§ **Dataset entries**
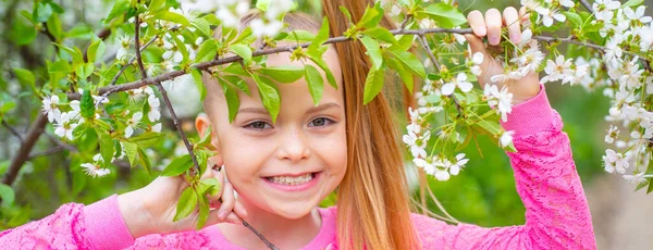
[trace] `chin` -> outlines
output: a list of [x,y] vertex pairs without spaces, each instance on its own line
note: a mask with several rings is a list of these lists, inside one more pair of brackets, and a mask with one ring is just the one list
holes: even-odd
[[[270,205],[272,207],[272,204]],[[312,200],[285,202],[274,205],[272,212],[287,220],[297,220],[310,214],[316,207],[318,207],[318,202]]]

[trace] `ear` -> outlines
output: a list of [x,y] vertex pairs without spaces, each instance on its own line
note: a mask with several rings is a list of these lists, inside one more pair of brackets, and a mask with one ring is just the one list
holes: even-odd
[[207,116],[206,114],[199,114],[197,115],[197,118],[195,118],[195,128],[197,129],[197,133],[199,134],[199,137],[204,137],[206,133],[209,132],[209,128],[211,128],[211,145],[213,146],[213,151],[217,152],[218,154],[209,158],[209,160],[214,163],[218,164],[219,166],[221,166],[222,164],[224,164],[223,159],[222,159],[222,154],[220,153],[220,141],[218,140],[218,134],[215,133],[215,126],[213,126],[211,124],[211,120],[209,120],[209,116]]

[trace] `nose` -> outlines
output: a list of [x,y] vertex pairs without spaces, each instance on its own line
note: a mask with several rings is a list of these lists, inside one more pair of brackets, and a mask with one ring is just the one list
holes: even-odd
[[301,128],[288,128],[282,133],[279,140],[279,159],[291,162],[299,162],[310,157],[310,147],[307,136]]

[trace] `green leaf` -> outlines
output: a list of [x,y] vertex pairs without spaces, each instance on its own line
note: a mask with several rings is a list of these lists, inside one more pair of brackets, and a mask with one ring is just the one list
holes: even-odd
[[241,108],[241,100],[238,99],[238,92],[229,84],[219,80],[222,86],[222,92],[226,98],[226,107],[229,110],[229,122],[232,123],[236,118],[238,109]]
[[256,74],[252,75],[252,77],[258,86],[259,96],[261,97],[263,107],[266,107],[266,110],[270,113],[272,123],[276,122],[276,116],[281,109],[281,96],[279,95],[279,90],[273,87],[273,83],[267,83],[264,77],[259,77]]
[[563,12],[563,14],[565,16],[567,16],[567,18],[569,21],[571,21],[571,23],[574,23],[575,27],[577,27],[577,28],[582,27],[582,20],[580,18],[580,15],[578,15],[578,14],[576,14],[574,12],[568,12],[568,11]]
[[349,23],[352,23],[352,13],[349,13],[349,10],[347,10],[347,8],[345,7],[338,7],[338,9],[341,10],[341,12],[343,12],[343,14],[345,14],[345,16],[347,16]]
[[20,67],[14,67],[14,73],[16,73],[16,77],[19,78],[19,82],[24,85],[24,86],[29,86],[32,87],[32,90],[37,91],[36,89],[36,79],[34,77],[34,74],[32,74],[30,71],[27,71],[25,68],[20,68]]
[[231,46],[230,49],[232,52],[243,58],[245,64],[251,62],[251,48],[249,48],[249,46],[237,43]]
[[34,5],[32,20],[37,23],[44,23],[52,15],[52,7],[48,2],[38,2]]
[[427,77],[424,65],[417,59],[417,57],[415,57],[414,53],[407,51],[389,51],[402,63],[405,70],[410,71],[414,75],[418,75],[421,78]]
[[95,63],[96,59],[101,58],[102,54],[104,54],[104,41],[102,41],[102,39],[95,39],[95,41],[88,46],[88,50],[86,50],[88,62]]
[[360,41],[367,49],[367,53],[372,61],[374,70],[381,70],[381,65],[383,64],[383,54],[381,54],[381,48],[379,46],[379,42],[367,36],[361,37]]
[[326,74],[326,80],[329,82],[329,84],[337,89],[337,83],[335,83],[335,77],[333,76],[333,73],[331,72],[331,68],[329,68],[329,65],[326,64],[326,62],[324,61],[324,59],[322,59],[322,57],[309,57],[310,61],[312,61],[315,64],[317,64],[320,68],[322,68],[322,71],[324,72],[324,74]]
[[143,168],[145,168],[145,172],[147,173],[147,175],[152,176],[152,165],[150,163],[149,157],[140,148],[138,148],[137,151],[138,151],[138,159],[140,160],[140,163],[143,164]]
[[383,80],[385,78],[385,73],[383,71],[370,70],[367,78],[365,79],[365,93],[362,98],[364,104],[369,103],[381,92],[383,89]]
[[198,199],[199,199],[200,203],[199,203],[199,214],[197,217],[197,227],[196,227],[197,230],[204,228],[205,224],[209,220],[209,199],[207,199],[206,196],[199,196]]
[[370,36],[377,40],[382,40],[391,45],[398,45],[397,39],[390,33],[387,29],[383,27],[373,27],[366,29],[362,34]]
[[220,193],[220,182],[215,178],[204,178],[199,180],[201,184],[206,185],[207,188],[201,192],[202,195],[211,195],[215,196]]
[[15,193],[10,186],[0,184],[0,198],[2,198],[2,205],[11,205],[15,200]]
[[402,78],[404,86],[406,86],[408,91],[410,93],[412,93],[412,88],[415,86],[415,82],[414,82],[414,78],[412,78],[412,75],[410,74],[410,72],[406,71],[404,68],[404,65],[402,65],[402,63],[399,63],[399,61],[397,61],[397,59],[395,59],[393,57],[387,57],[385,59],[387,59],[387,60],[385,60],[387,62],[387,65],[390,65],[390,67],[393,68],[399,75],[399,78]]
[[195,62],[208,62],[215,58],[218,53],[218,42],[214,39],[208,39],[199,46]]
[[122,146],[125,150],[125,154],[127,154],[127,159],[130,159],[130,165],[132,165],[132,167],[136,166],[136,161],[138,160],[138,146],[128,141],[123,141]]
[[368,7],[360,17],[360,21],[356,24],[357,28],[373,28],[379,25],[381,18],[383,17],[383,9],[381,9],[381,2],[377,1],[374,7]]
[[186,49],[186,43],[184,43],[177,36],[172,36],[174,40],[174,45],[180,50],[180,53],[184,57],[184,62],[188,61],[188,49]]
[[467,23],[467,18],[458,9],[444,2],[427,7],[424,13],[435,22],[435,25],[443,28],[453,28]]
[[193,26],[190,24],[190,22],[188,22],[186,16],[184,16],[182,14],[177,14],[175,12],[161,11],[155,15],[155,18],[177,23],[177,24],[184,25],[186,27]]
[[96,133],[98,133],[98,138],[100,138],[100,154],[102,155],[102,160],[104,164],[110,164],[113,158],[113,138],[111,138],[111,135],[100,133],[98,129],[96,129]]
[[186,154],[170,162],[161,175],[177,176],[186,173],[186,171],[190,170],[190,167],[193,167],[193,158],[190,154]]
[[261,11],[268,11],[269,7],[270,7],[270,0],[258,0],[258,1],[256,1],[256,9],[259,9]]
[[204,99],[207,97],[207,89],[201,80],[201,71],[193,68],[190,70],[190,75],[193,75],[195,87],[197,87],[197,91],[199,91],[199,100],[204,101]]
[[90,90],[84,89],[84,93],[82,93],[82,100],[79,100],[79,108],[82,110],[82,117],[87,121],[95,118],[95,103],[93,100],[93,96],[90,96]]
[[627,7],[634,8],[634,7],[641,5],[642,3],[644,3],[644,0],[629,0],[629,1],[625,2],[624,4],[621,4],[621,8],[627,8]]
[[152,0],[149,4],[149,10],[158,11],[162,7],[165,7],[165,0]]
[[56,38],[56,40],[61,40],[63,36],[63,29],[61,28],[61,20],[57,13],[53,13],[48,22],[46,23],[48,27],[48,32]]
[[77,77],[79,77],[79,79],[86,79],[88,78],[88,76],[90,76],[90,74],[93,74],[94,70],[95,65],[93,65],[93,63],[83,63],[77,65],[77,67],[75,68],[75,74],[77,74]]
[[124,15],[125,13],[127,13],[131,7],[132,5],[130,5],[130,0],[116,0],[113,4],[113,8],[111,9],[111,12],[104,20],[104,24],[109,24],[111,23],[111,21],[113,21],[113,18]]
[[190,24],[207,37],[213,37],[213,29],[211,29],[211,25],[206,20],[194,18],[190,20]]
[[329,39],[329,20],[326,17],[324,17],[324,18],[322,18],[322,26],[320,27],[318,35],[316,35],[316,38],[312,40],[312,42],[306,49],[307,53],[311,54],[313,57],[321,55],[321,53],[319,52],[319,49],[322,46],[322,43],[324,43],[324,41],[326,41],[326,39]]
[[310,64],[304,66],[304,70],[306,71],[305,76],[306,83],[308,84],[308,91],[313,99],[313,104],[318,105],[324,91],[324,82],[322,79],[322,75],[318,68]]
[[304,68],[293,65],[262,67],[260,71],[263,75],[282,84],[295,83],[304,76]]
[[173,222],[180,221],[195,210],[197,205],[197,196],[195,195],[195,189],[193,187],[187,187],[182,195],[180,196],[180,201],[176,208],[176,214],[174,215]]

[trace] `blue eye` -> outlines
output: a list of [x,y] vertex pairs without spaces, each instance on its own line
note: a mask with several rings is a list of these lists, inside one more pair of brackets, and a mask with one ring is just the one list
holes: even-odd
[[329,126],[331,124],[333,124],[334,122],[325,118],[325,117],[318,117],[315,118],[313,121],[310,121],[310,123],[308,124],[309,127],[323,127],[323,126]]
[[266,122],[256,121],[256,122],[245,125],[245,128],[255,129],[255,130],[263,130],[263,129],[272,128],[272,126],[270,126],[270,124],[268,124]]

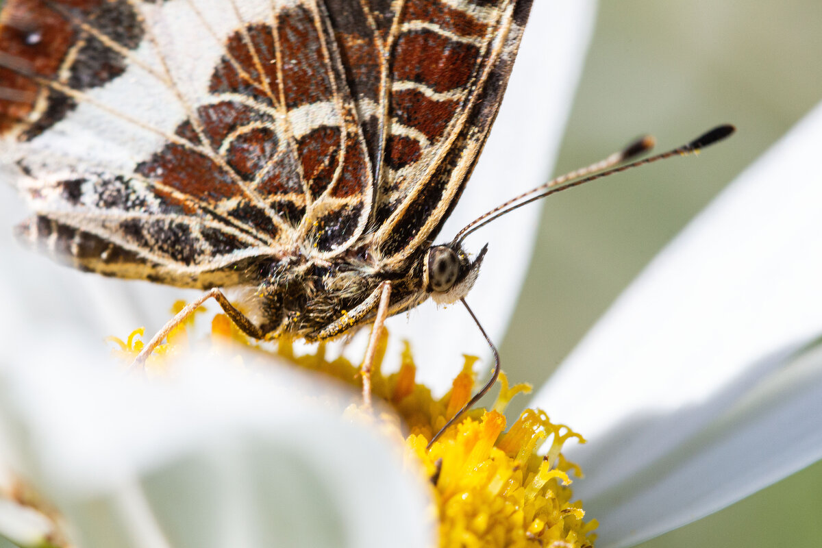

§ **Short problem**
Collect every line of the entries that contains the word "outlines".

§ **Task answer**
[trace] `chin` -> outlines
[trace] `ear` -> outlines
[trace] `nose` -> outlines
[trace] `green leaf` -> outlines
[trace] `blue eye` -> outlines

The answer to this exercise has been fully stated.